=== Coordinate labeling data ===
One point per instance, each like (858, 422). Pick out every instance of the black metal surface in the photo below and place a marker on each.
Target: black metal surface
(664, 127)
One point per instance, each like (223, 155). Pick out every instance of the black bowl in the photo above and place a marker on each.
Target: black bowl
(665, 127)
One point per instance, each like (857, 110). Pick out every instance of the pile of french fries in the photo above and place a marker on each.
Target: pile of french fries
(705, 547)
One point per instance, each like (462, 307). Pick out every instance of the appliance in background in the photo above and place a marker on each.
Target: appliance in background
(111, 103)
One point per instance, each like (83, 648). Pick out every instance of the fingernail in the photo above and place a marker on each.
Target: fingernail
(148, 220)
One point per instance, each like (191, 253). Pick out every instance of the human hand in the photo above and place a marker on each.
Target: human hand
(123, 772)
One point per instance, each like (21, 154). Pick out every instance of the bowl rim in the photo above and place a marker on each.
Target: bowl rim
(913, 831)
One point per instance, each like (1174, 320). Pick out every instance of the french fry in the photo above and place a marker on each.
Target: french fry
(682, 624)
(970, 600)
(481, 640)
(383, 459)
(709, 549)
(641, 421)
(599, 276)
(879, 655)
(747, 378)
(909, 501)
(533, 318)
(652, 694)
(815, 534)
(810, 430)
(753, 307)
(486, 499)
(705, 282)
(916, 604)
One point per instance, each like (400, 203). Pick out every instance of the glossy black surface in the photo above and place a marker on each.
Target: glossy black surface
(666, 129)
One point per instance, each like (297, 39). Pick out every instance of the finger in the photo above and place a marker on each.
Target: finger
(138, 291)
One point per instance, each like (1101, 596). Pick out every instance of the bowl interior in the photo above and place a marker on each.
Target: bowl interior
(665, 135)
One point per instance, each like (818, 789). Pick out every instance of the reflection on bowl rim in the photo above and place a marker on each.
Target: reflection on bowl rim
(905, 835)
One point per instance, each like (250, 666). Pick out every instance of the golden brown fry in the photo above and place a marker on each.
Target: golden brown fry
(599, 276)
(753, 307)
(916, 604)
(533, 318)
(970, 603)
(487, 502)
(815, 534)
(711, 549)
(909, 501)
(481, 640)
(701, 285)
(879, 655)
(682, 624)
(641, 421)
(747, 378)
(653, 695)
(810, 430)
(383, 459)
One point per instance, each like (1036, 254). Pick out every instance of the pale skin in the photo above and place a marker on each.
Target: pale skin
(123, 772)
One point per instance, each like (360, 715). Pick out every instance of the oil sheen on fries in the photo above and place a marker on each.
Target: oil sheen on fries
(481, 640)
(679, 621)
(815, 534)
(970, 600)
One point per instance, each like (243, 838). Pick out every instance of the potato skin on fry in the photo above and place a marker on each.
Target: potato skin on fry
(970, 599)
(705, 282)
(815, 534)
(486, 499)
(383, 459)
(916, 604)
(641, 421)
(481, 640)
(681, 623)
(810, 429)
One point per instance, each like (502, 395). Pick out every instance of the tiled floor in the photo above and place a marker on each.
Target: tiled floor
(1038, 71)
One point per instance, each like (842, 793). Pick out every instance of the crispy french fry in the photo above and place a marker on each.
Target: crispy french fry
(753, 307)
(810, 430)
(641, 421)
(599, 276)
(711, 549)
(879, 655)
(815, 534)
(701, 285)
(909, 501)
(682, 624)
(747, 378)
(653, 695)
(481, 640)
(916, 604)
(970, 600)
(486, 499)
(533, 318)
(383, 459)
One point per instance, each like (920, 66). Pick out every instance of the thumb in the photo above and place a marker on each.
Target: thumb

=== INSTRUCTIONS TO FOLLOW ===
Reproduce the records from the line with "One point per instance, each like (842, 793)." through the end of the records, swapping "crispy french fry" for "golden french fry" and leaving everything else unchanged.

=== EXERCISE RESPONSE ===
One point per instance, each like (842, 793). Pick out every instance of the golden french fry in the photo above and place a marker on each.
Target: golden french fry
(753, 307)
(810, 430)
(641, 421)
(599, 276)
(711, 549)
(879, 655)
(815, 534)
(701, 285)
(909, 501)
(682, 624)
(747, 378)
(653, 695)
(481, 640)
(916, 604)
(970, 600)
(486, 499)
(533, 318)
(383, 459)
One point per instance, each like (920, 66). Pick out every instance of the thumb in the photo above and place a marker on each.
Target: thumb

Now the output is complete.